BEGIN Task input

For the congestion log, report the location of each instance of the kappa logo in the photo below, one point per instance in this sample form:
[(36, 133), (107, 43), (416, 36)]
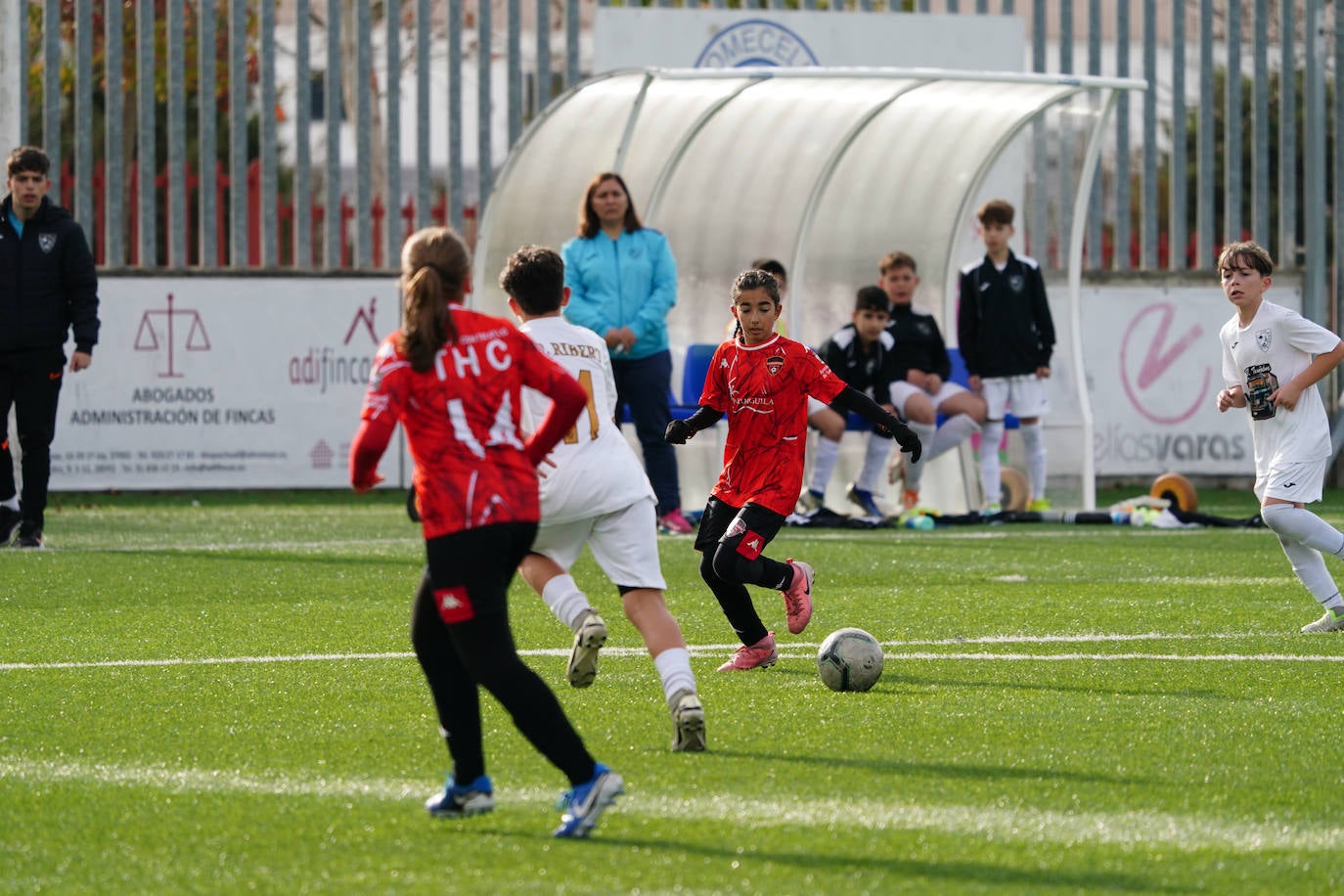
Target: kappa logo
[(455, 605)]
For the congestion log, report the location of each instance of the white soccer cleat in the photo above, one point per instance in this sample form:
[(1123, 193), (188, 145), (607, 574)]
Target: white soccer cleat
[(589, 639), (687, 723)]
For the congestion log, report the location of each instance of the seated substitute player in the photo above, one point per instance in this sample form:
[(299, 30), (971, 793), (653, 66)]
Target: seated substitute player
[(861, 353), (1273, 357), (920, 388), (453, 379), (762, 381), (594, 492)]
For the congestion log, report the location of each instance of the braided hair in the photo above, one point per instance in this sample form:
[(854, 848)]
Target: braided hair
[(434, 270), (751, 280)]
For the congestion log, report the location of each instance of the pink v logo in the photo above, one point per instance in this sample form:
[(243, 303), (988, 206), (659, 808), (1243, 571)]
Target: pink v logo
[(1157, 359)]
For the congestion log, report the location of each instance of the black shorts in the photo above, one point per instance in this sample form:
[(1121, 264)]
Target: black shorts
[(470, 569), (723, 522)]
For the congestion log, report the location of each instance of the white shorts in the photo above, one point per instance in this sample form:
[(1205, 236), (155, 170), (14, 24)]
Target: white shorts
[(624, 543), (901, 392), (1298, 482), (1023, 395)]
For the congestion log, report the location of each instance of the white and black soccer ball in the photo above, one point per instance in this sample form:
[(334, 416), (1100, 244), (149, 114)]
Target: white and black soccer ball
[(850, 659)]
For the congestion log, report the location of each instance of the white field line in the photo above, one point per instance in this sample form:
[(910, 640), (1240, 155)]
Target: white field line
[(1129, 829), (894, 650)]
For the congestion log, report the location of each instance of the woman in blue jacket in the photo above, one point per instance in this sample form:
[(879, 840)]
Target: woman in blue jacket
[(622, 284)]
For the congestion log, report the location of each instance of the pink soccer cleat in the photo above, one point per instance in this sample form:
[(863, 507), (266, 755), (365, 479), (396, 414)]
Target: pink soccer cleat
[(753, 655), (797, 597)]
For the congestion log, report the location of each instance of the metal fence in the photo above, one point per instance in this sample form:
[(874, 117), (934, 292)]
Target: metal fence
[(313, 117)]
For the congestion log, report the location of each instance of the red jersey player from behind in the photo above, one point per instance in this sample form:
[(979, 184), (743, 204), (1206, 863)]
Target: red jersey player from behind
[(453, 379), (762, 381)]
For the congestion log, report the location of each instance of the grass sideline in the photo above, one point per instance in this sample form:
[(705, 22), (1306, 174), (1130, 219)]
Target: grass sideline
[(214, 694)]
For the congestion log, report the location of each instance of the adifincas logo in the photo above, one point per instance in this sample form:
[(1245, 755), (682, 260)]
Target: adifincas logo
[(347, 364)]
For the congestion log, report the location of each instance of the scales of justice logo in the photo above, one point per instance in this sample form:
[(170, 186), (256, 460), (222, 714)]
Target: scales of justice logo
[(164, 328)]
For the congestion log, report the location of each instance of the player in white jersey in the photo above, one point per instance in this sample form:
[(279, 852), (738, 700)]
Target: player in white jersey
[(594, 492), (1273, 357)]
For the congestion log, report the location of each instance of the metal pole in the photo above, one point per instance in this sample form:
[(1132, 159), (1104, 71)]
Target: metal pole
[(176, 222), (1314, 165)]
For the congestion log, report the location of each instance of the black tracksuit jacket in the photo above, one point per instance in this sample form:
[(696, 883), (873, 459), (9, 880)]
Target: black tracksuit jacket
[(47, 283)]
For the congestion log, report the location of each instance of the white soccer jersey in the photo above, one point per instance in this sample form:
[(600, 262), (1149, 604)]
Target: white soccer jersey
[(597, 471), (1275, 348)]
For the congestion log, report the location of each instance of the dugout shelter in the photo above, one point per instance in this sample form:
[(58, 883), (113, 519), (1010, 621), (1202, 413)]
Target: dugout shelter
[(827, 169)]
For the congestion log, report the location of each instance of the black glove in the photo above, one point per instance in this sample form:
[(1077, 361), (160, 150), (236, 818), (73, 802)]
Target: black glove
[(678, 431), (905, 437)]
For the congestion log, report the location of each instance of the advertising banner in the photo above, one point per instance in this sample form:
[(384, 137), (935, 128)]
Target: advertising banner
[(633, 38), (222, 383), (1153, 373)]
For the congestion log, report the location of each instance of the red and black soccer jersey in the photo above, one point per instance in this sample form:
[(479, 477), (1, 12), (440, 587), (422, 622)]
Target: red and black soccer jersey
[(764, 391), (461, 420)]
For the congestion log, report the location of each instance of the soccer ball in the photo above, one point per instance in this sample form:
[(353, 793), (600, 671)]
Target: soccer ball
[(850, 659)]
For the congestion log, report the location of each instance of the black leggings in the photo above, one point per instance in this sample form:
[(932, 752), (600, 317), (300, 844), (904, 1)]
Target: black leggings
[(728, 567), (461, 648)]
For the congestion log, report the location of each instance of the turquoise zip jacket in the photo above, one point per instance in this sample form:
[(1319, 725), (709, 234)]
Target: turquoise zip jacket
[(629, 281)]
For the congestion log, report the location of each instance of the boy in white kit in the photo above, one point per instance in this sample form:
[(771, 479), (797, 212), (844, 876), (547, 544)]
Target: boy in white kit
[(1273, 357), (594, 492)]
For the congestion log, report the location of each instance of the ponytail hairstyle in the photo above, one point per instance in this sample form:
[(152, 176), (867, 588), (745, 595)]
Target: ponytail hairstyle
[(434, 273), (747, 281), (589, 223)]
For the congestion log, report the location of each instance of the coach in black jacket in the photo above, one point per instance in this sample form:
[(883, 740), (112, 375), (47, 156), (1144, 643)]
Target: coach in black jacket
[(47, 287)]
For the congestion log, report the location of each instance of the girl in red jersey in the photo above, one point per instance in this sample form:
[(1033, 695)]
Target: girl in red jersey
[(762, 381), (453, 379)]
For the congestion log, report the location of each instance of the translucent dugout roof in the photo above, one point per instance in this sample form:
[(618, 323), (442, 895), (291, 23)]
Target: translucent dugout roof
[(826, 169)]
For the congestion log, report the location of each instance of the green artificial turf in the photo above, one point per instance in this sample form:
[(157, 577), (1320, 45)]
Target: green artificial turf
[(215, 694)]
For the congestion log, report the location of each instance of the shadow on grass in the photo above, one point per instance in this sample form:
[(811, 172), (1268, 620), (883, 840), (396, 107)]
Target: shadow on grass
[(897, 686), (813, 860), (938, 769)]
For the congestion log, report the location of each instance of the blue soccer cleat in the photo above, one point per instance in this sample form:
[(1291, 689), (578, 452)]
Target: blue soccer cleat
[(584, 803), (474, 798)]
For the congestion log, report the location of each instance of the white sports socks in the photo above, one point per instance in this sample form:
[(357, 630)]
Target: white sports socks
[(564, 600), (674, 666), (1301, 525), (1034, 441), (952, 432), (991, 434), (1311, 569)]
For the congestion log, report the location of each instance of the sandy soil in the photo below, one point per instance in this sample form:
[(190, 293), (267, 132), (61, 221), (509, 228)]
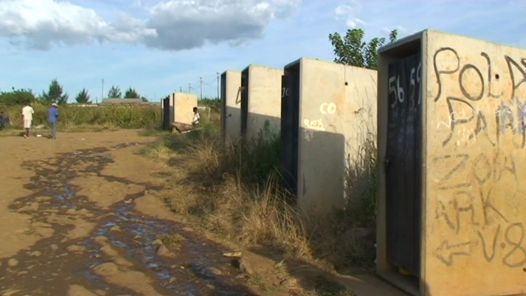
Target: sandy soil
[(80, 215)]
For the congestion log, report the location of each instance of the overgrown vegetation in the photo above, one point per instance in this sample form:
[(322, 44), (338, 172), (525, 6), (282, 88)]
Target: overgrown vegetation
[(240, 196), (79, 117), (352, 50)]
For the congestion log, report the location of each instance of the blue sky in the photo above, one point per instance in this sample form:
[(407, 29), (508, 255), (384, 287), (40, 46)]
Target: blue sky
[(161, 46)]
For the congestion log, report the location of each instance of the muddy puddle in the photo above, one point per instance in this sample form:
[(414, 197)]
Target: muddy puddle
[(111, 250)]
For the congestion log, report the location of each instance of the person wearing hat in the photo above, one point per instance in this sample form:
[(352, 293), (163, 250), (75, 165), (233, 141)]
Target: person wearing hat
[(27, 115), (52, 118)]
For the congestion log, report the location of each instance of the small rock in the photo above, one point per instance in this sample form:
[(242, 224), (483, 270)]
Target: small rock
[(163, 251), (245, 267), (290, 283), (76, 249), (215, 271), (12, 262), (236, 254), (107, 268), (100, 239)]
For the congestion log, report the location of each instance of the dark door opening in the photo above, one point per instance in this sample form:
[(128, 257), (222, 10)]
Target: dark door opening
[(290, 126), (244, 102), (166, 113), (403, 164)]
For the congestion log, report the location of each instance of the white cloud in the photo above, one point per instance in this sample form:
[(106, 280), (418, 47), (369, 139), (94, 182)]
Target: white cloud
[(348, 12), (39, 24), (171, 25), (184, 24)]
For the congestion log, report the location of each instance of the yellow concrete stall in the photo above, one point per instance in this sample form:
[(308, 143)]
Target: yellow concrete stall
[(452, 165), (231, 105), (328, 127), (260, 101)]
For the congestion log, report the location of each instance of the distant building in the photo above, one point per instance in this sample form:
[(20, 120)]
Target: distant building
[(117, 101)]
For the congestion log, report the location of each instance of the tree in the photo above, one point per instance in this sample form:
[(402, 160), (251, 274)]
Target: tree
[(16, 97), (352, 50), (54, 94), (131, 94), (83, 97), (114, 93)]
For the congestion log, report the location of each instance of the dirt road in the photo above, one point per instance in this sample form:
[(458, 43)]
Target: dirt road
[(78, 217)]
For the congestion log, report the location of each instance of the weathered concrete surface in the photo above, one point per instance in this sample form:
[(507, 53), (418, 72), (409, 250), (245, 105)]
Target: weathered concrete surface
[(231, 99), (337, 116), (182, 105), (262, 97), (474, 163)]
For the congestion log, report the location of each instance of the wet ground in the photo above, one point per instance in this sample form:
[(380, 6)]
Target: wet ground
[(101, 247)]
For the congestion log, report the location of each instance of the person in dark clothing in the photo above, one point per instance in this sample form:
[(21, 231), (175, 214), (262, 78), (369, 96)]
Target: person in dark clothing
[(52, 118)]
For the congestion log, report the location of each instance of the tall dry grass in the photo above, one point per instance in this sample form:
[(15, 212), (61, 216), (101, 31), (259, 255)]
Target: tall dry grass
[(73, 117), (234, 190), (231, 193)]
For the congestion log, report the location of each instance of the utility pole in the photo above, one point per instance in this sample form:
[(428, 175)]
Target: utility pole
[(217, 85), (201, 87), (102, 94)]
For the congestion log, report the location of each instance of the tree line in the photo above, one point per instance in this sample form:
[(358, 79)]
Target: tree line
[(349, 49), (56, 94)]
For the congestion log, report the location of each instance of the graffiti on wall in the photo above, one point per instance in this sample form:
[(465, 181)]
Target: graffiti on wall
[(480, 84), (479, 189)]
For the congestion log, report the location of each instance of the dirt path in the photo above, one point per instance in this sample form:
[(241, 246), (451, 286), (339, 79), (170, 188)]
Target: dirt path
[(78, 217)]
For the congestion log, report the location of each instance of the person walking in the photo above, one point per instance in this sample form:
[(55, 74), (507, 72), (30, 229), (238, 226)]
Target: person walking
[(27, 115), (52, 118), (196, 118)]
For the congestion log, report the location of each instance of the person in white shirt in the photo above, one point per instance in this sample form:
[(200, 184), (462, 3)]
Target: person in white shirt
[(27, 115), (197, 117)]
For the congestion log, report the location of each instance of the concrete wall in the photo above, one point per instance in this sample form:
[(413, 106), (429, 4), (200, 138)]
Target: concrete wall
[(337, 114), (231, 111), (263, 99), (182, 105), (473, 210)]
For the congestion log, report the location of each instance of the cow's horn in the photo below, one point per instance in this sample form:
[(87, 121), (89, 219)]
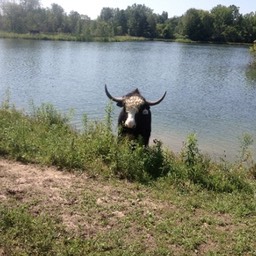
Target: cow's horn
[(152, 103), (116, 99)]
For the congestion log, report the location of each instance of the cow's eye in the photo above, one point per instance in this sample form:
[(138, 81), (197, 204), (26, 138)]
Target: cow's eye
[(145, 112)]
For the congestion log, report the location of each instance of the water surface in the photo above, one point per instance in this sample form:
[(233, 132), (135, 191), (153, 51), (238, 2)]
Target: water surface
[(208, 87)]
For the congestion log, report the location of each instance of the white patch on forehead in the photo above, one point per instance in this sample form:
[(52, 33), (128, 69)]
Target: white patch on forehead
[(132, 105), (133, 102)]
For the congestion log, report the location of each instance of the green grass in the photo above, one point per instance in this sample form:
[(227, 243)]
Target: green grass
[(173, 204), (69, 37)]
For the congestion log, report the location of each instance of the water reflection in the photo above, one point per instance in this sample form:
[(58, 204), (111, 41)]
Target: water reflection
[(211, 88)]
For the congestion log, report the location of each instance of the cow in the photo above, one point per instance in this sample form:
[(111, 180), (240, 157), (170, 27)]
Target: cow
[(135, 117)]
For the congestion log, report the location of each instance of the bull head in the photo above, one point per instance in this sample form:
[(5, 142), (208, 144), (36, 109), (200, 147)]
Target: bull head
[(121, 100), (135, 117)]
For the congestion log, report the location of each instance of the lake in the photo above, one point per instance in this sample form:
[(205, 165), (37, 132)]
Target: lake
[(210, 90)]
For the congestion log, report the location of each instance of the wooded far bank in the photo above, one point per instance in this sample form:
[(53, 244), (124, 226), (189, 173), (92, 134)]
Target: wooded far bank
[(221, 24)]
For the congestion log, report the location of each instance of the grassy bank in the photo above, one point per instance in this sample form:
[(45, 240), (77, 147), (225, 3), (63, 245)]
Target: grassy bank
[(69, 37), (173, 204)]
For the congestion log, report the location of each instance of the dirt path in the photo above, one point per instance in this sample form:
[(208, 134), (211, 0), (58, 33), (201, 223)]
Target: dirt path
[(76, 198)]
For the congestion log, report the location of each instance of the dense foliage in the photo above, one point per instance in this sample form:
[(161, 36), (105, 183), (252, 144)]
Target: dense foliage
[(221, 24)]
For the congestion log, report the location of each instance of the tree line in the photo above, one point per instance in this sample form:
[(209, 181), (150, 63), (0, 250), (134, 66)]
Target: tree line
[(220, 24)]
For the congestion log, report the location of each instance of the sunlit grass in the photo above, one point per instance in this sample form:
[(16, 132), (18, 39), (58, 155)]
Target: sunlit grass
[(187, 201)]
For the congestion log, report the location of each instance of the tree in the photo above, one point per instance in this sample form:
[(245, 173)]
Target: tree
[(139, 21), (197, 24), (55, 18)]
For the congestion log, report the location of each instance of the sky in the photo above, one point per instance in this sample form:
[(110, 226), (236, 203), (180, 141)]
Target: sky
[(92, 8)]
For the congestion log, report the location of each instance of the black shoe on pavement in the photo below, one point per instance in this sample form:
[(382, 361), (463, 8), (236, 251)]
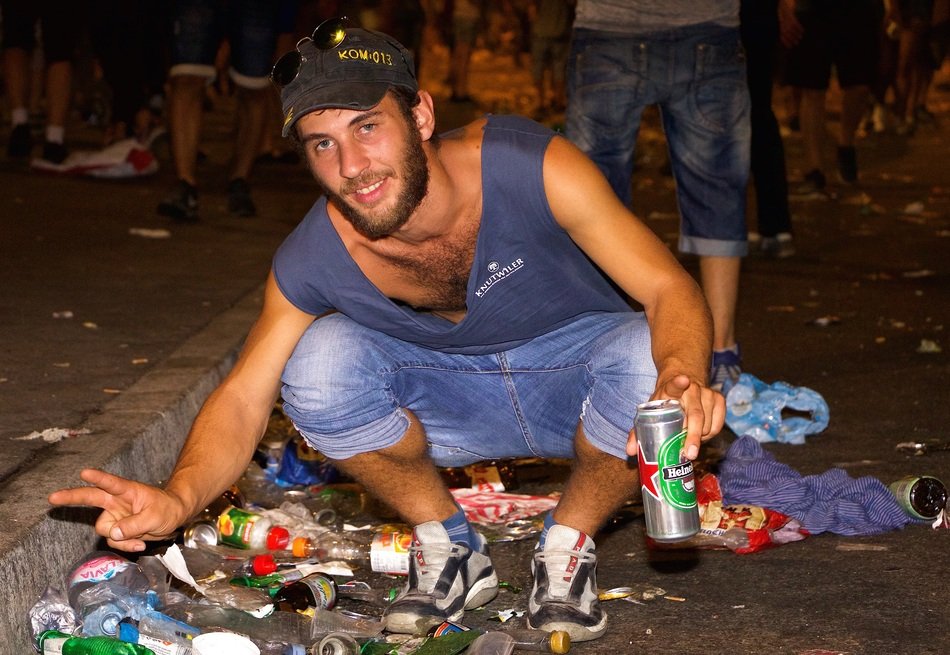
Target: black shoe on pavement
[(239, 198), (181, 204), (813, 185), (564, 594), (20, 143), (848, 164), (445, 579), (54, 153)]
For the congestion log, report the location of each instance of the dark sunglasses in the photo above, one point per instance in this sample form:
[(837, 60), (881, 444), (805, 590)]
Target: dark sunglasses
[(328, 35)]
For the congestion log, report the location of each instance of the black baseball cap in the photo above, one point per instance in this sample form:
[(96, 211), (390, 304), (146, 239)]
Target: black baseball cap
[(352, 75)]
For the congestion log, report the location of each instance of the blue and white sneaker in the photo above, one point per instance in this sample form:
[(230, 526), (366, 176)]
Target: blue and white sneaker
[(564, 594), (445, 579), (726, 368)]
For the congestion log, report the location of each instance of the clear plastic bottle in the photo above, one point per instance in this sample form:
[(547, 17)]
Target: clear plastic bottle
[(388, 552), (52, 642), (327, 621), (540, 641), (315, 590), (99, 566), (363, 592), (287, 628)]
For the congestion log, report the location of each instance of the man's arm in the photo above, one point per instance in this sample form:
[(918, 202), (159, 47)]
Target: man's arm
[(219, 445), (635, 259)]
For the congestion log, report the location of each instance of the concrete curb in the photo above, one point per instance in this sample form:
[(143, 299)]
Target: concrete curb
[(137, 435)]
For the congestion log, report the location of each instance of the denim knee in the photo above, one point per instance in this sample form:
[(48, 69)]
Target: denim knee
[(336, 389), (624, 376)]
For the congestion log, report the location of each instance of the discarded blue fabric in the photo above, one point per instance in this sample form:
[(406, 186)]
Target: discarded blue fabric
[(828, 502)]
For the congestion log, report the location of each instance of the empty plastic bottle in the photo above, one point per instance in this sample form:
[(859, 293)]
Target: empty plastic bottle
[(364, 592), (492, 643), (327, 621), (99, 566), (756, 409), (52, 642), (279, 632)]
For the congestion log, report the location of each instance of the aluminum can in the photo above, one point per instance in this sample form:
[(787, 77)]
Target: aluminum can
[(922, 497), (666, 476)]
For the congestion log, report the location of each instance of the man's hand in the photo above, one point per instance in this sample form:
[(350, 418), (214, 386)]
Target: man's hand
[(132, 512), (704, 409)]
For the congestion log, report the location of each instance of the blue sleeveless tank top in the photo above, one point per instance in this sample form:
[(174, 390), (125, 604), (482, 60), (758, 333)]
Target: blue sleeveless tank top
[(528, 277)]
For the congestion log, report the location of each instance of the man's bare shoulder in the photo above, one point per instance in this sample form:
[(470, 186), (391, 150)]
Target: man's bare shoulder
[(466, 136)]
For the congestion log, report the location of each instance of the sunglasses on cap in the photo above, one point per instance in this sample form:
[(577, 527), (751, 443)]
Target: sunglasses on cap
[(327, 35)]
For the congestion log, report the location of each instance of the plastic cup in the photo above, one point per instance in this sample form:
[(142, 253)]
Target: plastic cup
[(223, 643)]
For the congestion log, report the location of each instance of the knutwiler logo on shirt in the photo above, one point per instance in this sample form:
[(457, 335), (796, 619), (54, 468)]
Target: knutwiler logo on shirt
[(498, 273)]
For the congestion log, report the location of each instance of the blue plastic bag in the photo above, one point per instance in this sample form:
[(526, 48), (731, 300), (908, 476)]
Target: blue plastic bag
[(762, 411)]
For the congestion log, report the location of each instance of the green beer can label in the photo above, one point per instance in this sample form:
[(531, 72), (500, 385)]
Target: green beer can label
[(677, 483)]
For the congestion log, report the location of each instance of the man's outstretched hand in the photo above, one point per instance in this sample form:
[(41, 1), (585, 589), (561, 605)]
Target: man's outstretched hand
[(132, 512)]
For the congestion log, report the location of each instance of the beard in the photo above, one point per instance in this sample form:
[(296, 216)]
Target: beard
[(415, 176)]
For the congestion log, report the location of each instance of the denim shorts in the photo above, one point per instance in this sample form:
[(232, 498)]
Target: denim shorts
[(250, 26), (697, 77), (345, 388)]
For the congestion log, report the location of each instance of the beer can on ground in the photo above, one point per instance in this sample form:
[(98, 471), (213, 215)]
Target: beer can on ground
[(666, 476)]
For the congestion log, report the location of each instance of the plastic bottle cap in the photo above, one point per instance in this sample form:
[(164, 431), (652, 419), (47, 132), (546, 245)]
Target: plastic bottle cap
[(560, 642), (277, 538), (263, 564), (300, 547)]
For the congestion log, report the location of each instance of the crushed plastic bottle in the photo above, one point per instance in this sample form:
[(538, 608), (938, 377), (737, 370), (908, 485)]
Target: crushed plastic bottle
[(53, 612), (776, 412), (58, 643), (327, 621)]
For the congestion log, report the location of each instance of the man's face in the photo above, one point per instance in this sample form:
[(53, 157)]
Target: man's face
[(370, 164)]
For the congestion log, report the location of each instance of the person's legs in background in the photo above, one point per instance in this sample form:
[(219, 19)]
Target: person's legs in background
[(707, 123), (759, 29)]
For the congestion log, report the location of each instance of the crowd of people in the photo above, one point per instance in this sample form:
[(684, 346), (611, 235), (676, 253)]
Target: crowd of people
[(487, 293)]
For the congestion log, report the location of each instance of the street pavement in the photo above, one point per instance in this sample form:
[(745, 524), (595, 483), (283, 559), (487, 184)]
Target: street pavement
[(116, 335)]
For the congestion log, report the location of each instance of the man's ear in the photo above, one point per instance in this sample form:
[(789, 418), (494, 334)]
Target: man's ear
[(424, 114)]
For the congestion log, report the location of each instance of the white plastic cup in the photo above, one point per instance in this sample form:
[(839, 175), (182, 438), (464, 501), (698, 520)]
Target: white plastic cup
[(223, 643)]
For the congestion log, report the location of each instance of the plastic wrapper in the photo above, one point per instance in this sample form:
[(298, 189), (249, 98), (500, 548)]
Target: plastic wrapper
[(775, 412), (740, 528), (53, 612)]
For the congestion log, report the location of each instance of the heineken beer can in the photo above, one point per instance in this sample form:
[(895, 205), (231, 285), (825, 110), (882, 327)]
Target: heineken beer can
[(666, 476)]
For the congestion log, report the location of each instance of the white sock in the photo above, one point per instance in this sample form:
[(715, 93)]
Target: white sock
[(55, 133)]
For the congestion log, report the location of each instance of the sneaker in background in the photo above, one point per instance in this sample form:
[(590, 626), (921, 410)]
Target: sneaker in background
[(778, 247), (445, 579), (848, 164), (21, 142), (812, 185), (726, 368), (181, 204), (564, 594), (239, 198)]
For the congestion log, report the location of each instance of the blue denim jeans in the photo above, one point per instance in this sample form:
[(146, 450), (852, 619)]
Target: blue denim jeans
[(697, 77), (346, 388), (199, 27)]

END Task input

» **Directions for this task**
Could you reproduce exactly the lines of the entries above, from the one with "[(883, 740), (112, 375), (47, 156), (1144, 643)]" through the one with "[(618, 323), (442, 895), (291, 23)]", and nothing else?

» **Solution to this problem**
[(883, 740), (112, 375), (47, 156), (1144, 643)]
Target: coach in black jacket
[(47, 287)]
For the congestion log, report the location of each instance of the girl in red jersey in the photo above, one point per instance in this sample form:
[(1033, 695)]
Target: girl in red jersey
[(762, 381), (453, 379)]
For the congestion log, report the location of each instance of the translucent dugout roof in the photo above, one point per instance in this sample form:
[(618, 323), (442, 895), (291, 23)]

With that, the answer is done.